• _TASK INPUT_
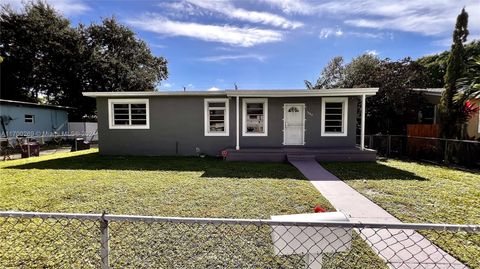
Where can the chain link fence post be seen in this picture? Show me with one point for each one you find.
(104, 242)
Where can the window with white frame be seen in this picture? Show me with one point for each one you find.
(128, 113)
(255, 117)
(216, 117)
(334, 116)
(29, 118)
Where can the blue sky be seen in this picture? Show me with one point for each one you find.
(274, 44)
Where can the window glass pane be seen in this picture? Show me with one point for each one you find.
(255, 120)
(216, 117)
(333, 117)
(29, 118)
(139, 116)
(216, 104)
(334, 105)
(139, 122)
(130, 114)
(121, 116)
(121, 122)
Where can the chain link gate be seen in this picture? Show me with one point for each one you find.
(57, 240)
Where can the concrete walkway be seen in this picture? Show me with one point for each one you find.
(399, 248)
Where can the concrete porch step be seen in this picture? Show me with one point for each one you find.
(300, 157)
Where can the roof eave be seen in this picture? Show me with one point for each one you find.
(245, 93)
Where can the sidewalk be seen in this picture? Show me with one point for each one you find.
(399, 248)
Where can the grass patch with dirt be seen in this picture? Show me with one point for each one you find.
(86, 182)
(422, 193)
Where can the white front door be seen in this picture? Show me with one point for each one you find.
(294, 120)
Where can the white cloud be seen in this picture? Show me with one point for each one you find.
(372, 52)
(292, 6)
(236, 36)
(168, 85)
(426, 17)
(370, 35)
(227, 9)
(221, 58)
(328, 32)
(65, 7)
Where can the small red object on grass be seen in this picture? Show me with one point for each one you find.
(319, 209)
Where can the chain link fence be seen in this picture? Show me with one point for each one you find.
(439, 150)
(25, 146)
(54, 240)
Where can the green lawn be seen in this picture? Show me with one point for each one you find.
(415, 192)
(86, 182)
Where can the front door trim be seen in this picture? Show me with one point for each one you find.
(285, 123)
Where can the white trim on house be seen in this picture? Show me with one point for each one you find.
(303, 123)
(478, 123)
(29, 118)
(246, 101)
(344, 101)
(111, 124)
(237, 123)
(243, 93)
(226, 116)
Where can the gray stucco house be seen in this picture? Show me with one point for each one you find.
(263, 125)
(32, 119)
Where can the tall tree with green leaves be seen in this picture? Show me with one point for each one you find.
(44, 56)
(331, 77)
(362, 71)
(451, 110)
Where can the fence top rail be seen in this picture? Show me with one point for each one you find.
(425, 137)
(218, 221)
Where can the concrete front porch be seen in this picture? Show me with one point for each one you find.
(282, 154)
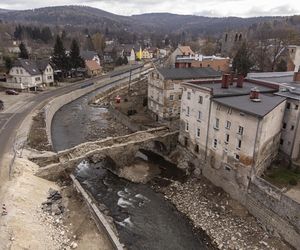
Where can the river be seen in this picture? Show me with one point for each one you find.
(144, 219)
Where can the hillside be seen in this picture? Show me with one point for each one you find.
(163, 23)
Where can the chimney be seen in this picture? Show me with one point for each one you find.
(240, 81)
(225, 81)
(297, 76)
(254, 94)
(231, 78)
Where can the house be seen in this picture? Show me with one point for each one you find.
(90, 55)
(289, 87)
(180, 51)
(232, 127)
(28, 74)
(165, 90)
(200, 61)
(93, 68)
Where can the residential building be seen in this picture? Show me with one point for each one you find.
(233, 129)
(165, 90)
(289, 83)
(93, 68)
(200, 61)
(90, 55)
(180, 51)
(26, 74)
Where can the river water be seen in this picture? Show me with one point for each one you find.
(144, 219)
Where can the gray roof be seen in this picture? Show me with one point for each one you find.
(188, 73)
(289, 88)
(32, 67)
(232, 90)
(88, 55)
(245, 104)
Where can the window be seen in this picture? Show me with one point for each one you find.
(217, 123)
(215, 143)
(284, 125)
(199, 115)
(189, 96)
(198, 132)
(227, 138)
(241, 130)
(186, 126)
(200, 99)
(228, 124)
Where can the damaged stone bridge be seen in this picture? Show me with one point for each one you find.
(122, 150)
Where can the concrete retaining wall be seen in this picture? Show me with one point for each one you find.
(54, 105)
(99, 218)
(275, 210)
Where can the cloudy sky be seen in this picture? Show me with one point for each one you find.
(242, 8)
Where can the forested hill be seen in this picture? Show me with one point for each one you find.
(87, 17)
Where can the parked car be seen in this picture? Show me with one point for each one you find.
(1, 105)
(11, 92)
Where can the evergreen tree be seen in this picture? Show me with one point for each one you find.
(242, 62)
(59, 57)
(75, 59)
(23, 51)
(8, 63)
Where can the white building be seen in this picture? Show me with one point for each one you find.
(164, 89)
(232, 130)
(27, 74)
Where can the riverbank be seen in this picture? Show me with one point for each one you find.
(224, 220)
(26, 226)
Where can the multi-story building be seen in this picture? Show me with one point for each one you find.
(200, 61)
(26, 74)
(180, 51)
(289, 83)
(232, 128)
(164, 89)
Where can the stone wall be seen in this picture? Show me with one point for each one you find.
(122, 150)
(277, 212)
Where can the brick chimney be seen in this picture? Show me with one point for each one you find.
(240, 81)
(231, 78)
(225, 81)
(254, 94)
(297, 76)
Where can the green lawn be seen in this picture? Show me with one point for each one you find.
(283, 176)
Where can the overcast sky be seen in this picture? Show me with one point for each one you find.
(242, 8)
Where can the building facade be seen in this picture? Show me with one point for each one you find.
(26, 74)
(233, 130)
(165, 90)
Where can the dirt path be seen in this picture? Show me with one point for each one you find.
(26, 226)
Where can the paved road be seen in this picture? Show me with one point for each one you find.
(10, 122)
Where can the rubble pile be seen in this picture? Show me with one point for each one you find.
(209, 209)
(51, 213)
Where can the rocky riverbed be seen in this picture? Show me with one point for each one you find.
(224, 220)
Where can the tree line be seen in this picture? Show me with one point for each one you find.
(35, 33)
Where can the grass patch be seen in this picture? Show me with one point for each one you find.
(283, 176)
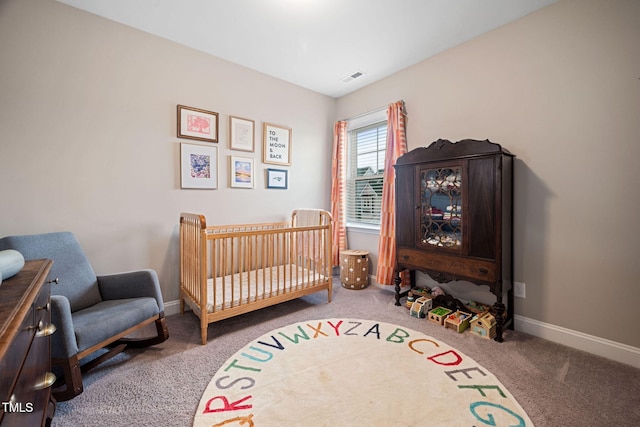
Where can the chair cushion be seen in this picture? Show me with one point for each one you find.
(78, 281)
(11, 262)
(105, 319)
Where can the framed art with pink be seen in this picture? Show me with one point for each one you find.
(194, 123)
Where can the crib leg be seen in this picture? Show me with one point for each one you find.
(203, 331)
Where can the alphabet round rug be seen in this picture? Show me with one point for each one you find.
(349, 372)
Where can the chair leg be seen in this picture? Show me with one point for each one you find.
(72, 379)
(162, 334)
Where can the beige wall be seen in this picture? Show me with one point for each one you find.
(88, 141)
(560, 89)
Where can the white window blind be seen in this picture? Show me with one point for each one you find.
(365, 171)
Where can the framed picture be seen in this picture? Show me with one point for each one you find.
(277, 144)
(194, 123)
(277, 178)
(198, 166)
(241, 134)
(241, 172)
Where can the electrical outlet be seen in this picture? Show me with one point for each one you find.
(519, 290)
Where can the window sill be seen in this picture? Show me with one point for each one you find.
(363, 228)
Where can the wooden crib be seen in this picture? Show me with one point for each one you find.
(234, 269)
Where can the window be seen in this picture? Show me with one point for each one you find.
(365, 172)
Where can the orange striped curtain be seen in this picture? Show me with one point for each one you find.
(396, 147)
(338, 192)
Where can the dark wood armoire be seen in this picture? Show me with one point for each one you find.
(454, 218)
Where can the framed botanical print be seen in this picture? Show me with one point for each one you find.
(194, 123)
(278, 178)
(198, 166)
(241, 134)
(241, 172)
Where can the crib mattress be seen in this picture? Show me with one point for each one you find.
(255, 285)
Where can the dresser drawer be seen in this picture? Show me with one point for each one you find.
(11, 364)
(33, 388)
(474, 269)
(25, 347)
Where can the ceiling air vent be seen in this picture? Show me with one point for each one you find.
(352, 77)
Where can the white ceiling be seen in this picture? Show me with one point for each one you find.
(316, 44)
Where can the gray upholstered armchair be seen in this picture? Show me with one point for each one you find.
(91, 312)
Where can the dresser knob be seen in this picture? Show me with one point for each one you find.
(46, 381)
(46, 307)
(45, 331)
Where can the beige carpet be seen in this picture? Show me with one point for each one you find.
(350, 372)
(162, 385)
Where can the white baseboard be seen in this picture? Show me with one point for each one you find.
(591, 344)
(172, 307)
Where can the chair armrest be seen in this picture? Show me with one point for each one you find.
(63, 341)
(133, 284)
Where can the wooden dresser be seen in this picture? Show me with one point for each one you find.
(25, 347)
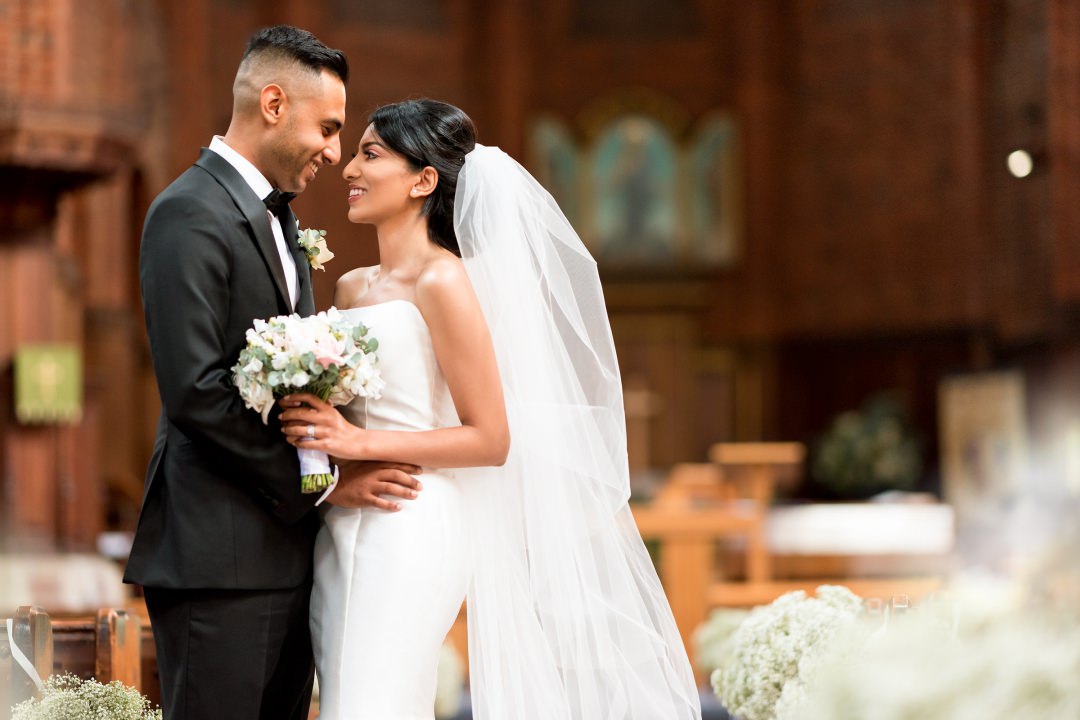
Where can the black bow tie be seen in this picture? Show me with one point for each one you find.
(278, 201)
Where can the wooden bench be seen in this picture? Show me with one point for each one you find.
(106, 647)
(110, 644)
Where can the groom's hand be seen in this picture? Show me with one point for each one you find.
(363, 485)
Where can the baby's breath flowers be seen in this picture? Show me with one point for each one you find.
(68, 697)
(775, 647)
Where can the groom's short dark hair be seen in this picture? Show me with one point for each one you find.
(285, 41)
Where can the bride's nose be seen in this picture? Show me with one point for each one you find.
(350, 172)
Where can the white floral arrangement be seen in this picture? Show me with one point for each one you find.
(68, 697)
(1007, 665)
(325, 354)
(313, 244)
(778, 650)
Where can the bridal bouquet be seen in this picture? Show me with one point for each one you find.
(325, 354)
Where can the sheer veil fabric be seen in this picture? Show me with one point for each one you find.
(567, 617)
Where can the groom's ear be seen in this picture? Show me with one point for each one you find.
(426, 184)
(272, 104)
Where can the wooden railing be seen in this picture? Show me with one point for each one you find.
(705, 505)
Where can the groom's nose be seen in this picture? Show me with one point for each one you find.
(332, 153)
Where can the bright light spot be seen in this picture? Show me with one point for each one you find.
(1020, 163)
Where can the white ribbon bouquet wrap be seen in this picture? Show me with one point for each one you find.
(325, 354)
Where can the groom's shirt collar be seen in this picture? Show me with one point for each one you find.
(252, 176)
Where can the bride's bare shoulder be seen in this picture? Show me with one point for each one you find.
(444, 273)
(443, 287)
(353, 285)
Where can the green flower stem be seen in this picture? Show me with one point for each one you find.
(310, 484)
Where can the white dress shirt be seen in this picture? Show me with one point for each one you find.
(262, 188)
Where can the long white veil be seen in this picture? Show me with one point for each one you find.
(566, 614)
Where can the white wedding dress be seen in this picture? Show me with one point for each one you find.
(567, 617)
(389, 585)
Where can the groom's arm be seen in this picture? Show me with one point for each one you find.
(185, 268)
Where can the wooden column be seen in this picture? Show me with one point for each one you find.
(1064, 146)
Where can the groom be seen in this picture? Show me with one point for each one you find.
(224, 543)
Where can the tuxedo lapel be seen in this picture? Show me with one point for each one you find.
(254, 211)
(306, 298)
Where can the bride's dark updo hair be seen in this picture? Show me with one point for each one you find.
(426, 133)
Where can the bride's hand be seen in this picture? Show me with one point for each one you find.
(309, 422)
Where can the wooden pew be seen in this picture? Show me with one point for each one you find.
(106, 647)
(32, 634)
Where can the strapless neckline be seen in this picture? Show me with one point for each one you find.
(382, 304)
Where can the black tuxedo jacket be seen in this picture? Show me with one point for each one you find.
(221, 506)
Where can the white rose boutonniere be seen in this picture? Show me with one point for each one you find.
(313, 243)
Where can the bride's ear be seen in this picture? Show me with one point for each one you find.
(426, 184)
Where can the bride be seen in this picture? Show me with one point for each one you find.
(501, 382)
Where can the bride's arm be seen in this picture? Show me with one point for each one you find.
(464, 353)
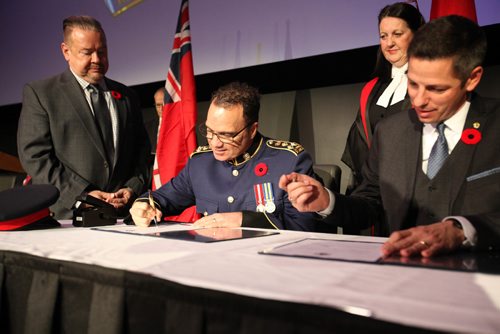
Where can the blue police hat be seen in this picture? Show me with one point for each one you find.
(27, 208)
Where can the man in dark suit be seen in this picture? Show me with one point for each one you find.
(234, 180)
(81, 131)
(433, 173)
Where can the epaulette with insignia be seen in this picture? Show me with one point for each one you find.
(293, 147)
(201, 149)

• _SET EXERCISE_
With pictures left out, repeat exactly the lines from the line bearing "Where can the bride's dark" through the final line of the records above.

• _THE RESPONSE_
Where can the bride's dark updo hair be seen in this picture? Show me with one point for each one you find.
(426, 133)
Where can the bride's hand be seen in this picture? Show me with one point for each one you find.
(309, 422)
Where can the wooden pew be seen in this picture? Show me with one point for each one you find.
(106, 647)
(32, 634)
Where can the strapless neckline be seen in this picture? Show me with one point for each one you find.
(382, 304)
Where can the black tuxedo jacket be seen in this picture? Show me with one point for each one you find.
(221, 506)
Where can the white rose boutonniere be seen in this picture? Show me with one point for each one you find.
(313, 243)
Where can the bride's ear be seen in this picture? Show me with one point for each one you find.
(426, 184)
Where can the bride be seen in this picture? Show me with one point for each one you find.
(501, 382)
Where can the bride's arm be seen in this picture? Show me with one point for each one you find.
(464, 353)
Where can the blue police hat be seen in this picture? Show me with one point for each one you find.
(27, 208)
Where can the man in dark suit be seen in this picture? Show me with one point for each one you find.
(234, 180)
(81, 131)
(433, 173)
Where can the epaulette with insignia be seen in this picture? Show me with one point for each one you find.
(293, 147)
(201, 149)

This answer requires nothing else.